===== Brano estratto =====
È da aggiungere, ad onor del vero, che una minima parte della parte migliore l’aggettivo nobilitante se lo merita altro che non, solo spetterebbe alla parte peggiore accorgersene e fare in modo che quella minima parte decida del destino del nostro Paese.

Stop.

“Siete la parte peggiore della società italiana”: Ministro Brunetta, Ministro della res publica nonché Repubblica italiana, ai precari cosiddetti, quota ormai considerevole della società italiana in età lavorativa. Poi – ovvio – giustificazioni e rettifiche, ma, per dirla coi leghisti che ogni tanto nel loro empirismo celtico ci prendono,  peggio el tacon del buso, ovvero che è peggio la toppa del buco da rammendare.

Le parole di Brunetta mi hanno suscitato dolore e rabbia, la rabbia buia dell’impotenza, di quando sai l’entità del torto subito e sai allo stesso modo di non poterlo contrastare ad armi pari e con pari successo.

Chi mi ruba la borsa, ruba ciarpame;

è qualcosa, è nulla;

era mia, è sua ed è stata schiava di mille altri.

Ma chi mi toglie il mio buon nome

ruba qualcosa che non lo arricchisce

e rende me davvero povero.

Shakespeare, Otello, veridico e viscerale, oserei: sono più povera dopo l’esternazione di Brunetta, non importa che essa sia stata grossolanamente fraintesa, come il Ministro sostiene, o che sia da considerarsi manifestazione patologica di un misantropo ebbro di potere, come in maniera fin troppo conciliante si è affermato per ridurne il carattere malvagio; sono più povera, perché sento intimamente che non è il denaro a renderci ricchi, ma l’onorabilità, il profumo ineffabile della dignità della persona, che dal suo buon nome anche scaturisce.

Pure, le parole di Brunetta non hanno suscitato l’eco che avrebbero dovuto, o perlomeno hanno avuto assai meno risonanza nelle cure degli Italiani di quanta ne abbiano per solito gli arabeschi di gossip con cui giornali carta radio e tele oltraggiano quotidianamente la nostra intelligenza.

Un sintomo, uno fra i tanti, del decadere del senso di appartenenza alla comunità politica dell’Italia odierna: diminuisce il sentimento della pietà, della condivisone della pena e del male degli altri, mentre la disperata ricerca della salvezza individuale si traduce in crudeltà; incapaci di provare scandalo, siamo quasi narcotizzati di fronte all’arroganza e al malaffare, che non trovano più inciampo: questo l’etimo greco del termine “scandalo”, “ostacolo”, “inciampo” appunto, qualcosa che turbi le acque torbide e stagnanti del fatalmente necessario.

Peccato, perché la scienza e l’arte della politica, di antiche e illustri origini, hanno sempre posto il problema del benessere comune a fondamento delle loro discettazioni e decisioni e il fatalmente necessario, specie se declinato in direzione del clientelismo, della corruzione, della mollezza morale lo hanno sempre bandito dal governo internazionale, nazionale, territoriale su piccola scala.
=====
### Requisiti del compito:
Prosegui il brano sulle parole del ministro Brunetta ai precari, riprendendo subito dopo la sua ultima frase.
===== Dati forniti =====
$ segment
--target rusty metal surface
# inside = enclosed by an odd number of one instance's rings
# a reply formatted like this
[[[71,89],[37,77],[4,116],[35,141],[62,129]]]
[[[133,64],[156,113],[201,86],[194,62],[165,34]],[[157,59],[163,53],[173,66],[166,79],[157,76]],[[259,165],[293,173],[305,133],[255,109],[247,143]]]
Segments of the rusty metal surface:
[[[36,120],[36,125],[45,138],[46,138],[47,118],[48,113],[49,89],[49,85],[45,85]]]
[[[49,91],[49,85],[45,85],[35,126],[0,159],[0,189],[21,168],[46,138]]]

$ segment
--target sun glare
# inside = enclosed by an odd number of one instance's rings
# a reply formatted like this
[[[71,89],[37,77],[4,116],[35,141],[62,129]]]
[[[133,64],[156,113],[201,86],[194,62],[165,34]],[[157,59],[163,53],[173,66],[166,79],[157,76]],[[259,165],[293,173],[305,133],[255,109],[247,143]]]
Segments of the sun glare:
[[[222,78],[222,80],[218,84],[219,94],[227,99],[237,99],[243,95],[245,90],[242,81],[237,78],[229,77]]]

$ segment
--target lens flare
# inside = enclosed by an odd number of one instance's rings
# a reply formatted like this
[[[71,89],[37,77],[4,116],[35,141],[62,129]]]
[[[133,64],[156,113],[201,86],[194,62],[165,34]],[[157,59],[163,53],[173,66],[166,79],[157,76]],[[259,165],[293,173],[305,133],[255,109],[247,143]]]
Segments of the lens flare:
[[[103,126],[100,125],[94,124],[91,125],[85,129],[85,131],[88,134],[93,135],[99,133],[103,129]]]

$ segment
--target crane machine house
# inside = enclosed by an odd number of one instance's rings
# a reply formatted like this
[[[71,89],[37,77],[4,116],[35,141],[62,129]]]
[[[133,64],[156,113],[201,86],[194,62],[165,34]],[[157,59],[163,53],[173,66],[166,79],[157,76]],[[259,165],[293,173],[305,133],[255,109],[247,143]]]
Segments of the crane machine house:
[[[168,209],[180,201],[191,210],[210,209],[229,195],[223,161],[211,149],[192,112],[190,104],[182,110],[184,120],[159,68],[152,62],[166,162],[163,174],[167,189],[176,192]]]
=====
### Il risultato:
Per rimanere nell’ambito della classicità latina, meriterebbe la nostra attenzione di cittadini, meglio se uomini di Stato, un breve trattato di filosofia politica di Cicerone, il De re publica, molto apprezzato da scrittori pagani e cristiani per il suo alto valore politico e morale; dopo il X secolo d.C., l’opera scomparve misteriosamente dalla circolazione, finché, seguendo una vicenda contorta quanto comune alla tradizione di molti testi antichi, essa non venne ritrovata in un palinsesto conservato nella Biblioteca Vaticana dal cardinale Angelo Mai, pertanto celebrato da Leopardi nell’omonimo componimento.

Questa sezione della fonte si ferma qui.